→ **WRITTEN TASK 1**: In the forum thread on MPEG4 and distant networks, rewrite the passage between "My situation is" and "local HD yet.", inclusive, with "waivers" changed to "exemptions".
→ **WRITTEN TASK 2**: According to the forum thread on MPEG4 and distant networks, what was the first poster told would happen after switching non-HDTivo receivers to the new dish and MPEG4 receivers?
→ **WRITTEN TASK 3**: Give the distinct usernames of everyone who posts in the forum thread on MPEG4 and distant networks.

→ **EXCERPTED PASSAGE**:
┏━━

# WARNING - You may not want MPEG4...YET!!



## HDTivoUser (May 2, 2005)

So, I am in the DC local market and they started HD locals last month. I called to change over to MPEG4 but luckily I asked a very pertinent question that I did not like the answer to.

My situation is this.....I have had the HD Tivo since release date and it is set up in my main watching room. I also have a few other HD TVs around the house but none with HD-DVRs. I am too far away from DC to recieve locals OTA and I qualify for and receive NBC and FOX distant networks in HDTV.

I wanted to get the new dish and MPEG4 receivers for all of my non-HDTivo receivers so I could get all of the local networks in HD. However, I was told that if I did this, I would lose my eligibility to receive the distant NBC and FOX HD stations (which I need in my main viewing area). 

So, it looks like I am going to have to wait until they come out with a mpeg4 compatible HD-DVR before I make the switch.

Purpose of this post......if you currently have waivers for distant feeds that you want to keep....don't upgrade to mpeg4 for local HD yet.

Peace!!


----------



## Chuck_IV (Jan 1, 2002)

You should feel fortunate they are giving you a choice. From what I understood, once your HD locals come up, it's se la vie to any HD distant networks locals you may have, no matter what.

Maybe they have changed their tune for people with HD Tivos, so they can continue to use them, until their HD PVR finally hits.


----------



## dswallow (Dec 3, 2000)

I wonder if you simply activated an H20 if you wouldn't have the HD locals anyway. Supposedly they're tied to your SD locals so if you subscribe to the local package at all they may be automatically activated.


----------



## stevel (Aug 23, 2000)

In Boston, the HD locals are up. I still have my distant nets.


----------



## minorthr (Nov 24, 2001)

philly locals are up and i still have mine.


----------



## HDTivoUser (May 2, 2005)

Well.....that sounds promising. So there are people out there that have activated an H20, receive locals in HD, AND still get distant networks in HD for thier HD-Tivo????

Please confirm. 

Thanks!!

┗━━

→ **RECORD SET**:
┏━━

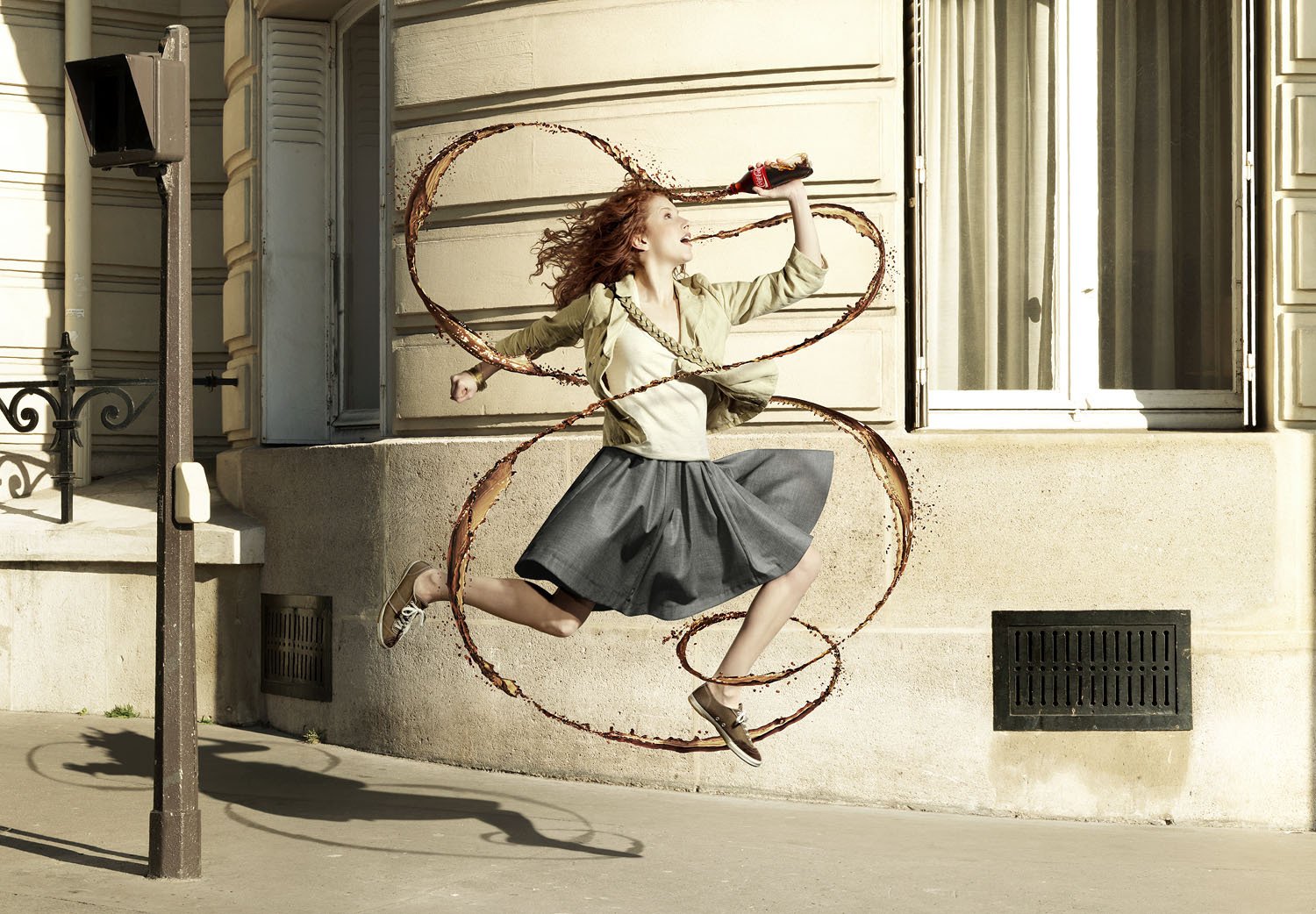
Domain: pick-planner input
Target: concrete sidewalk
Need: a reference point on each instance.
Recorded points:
(294, 827)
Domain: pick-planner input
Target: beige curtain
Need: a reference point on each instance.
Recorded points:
(1166, 284)
(991, 194)
(1162, 105)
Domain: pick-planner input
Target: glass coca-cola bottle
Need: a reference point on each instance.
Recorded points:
(770, 174)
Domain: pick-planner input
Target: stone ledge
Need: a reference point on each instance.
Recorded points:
(115, 521)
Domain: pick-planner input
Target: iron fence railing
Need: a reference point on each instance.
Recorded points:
(66, 396)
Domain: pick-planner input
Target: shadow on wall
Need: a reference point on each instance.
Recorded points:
(229, 774)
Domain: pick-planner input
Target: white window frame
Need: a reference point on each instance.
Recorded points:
(358, 424)
(1078, 402)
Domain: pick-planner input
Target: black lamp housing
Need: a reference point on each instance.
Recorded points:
(131, 107)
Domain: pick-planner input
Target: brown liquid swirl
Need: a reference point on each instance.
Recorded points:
(497, 479)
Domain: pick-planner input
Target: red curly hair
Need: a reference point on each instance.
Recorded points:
(595, 245)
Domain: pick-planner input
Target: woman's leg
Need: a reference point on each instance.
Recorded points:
(770, 609)
(513, 600)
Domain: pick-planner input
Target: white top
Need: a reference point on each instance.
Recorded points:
(673, 416)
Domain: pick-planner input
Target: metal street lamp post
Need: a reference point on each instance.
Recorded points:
(134, 113)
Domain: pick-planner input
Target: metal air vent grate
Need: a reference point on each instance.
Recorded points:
(1094, 669)
(297, 646)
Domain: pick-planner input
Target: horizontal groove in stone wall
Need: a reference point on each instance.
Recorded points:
(436, 11)
(507, 104)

┗━━

→ **FINAL RESULT 1**:
My situation is this.....I have had the HD Tivo since release date and it is set up in my main watching room. I also have a few other HD TVs around the house but none with HD-DVRs. I am too far away from DC to recieve locals OTA and I qualify for and receive NBC and FOX distant networks in HDTV.

I wanted to get the new dish and MPEG4 receivers for all of my non-HDTivo receivers so I could get all of the local networks in HD. However, I was told that if I did this, I would lose my eligibility to receive the distant NBC and FOX HD stations (which I need in my main viewing area). 

So, it looks like I am going to have to wait until they come out with a mpeg4 compatible HD-DVR before I make the switch.

Purpose of this post......if you currently have exemptions for distant feeds that you want to keep....don't upgrade to mpeg4 for local HD yet.

→ **FINAL RESULT 2**: The poster would lose eligibility to receive the distant NBC and FOX HD stations.

→ **FINAL RESULT 3**: HDTivoUser, Chuck_IV, dswallow, stevel, minorthr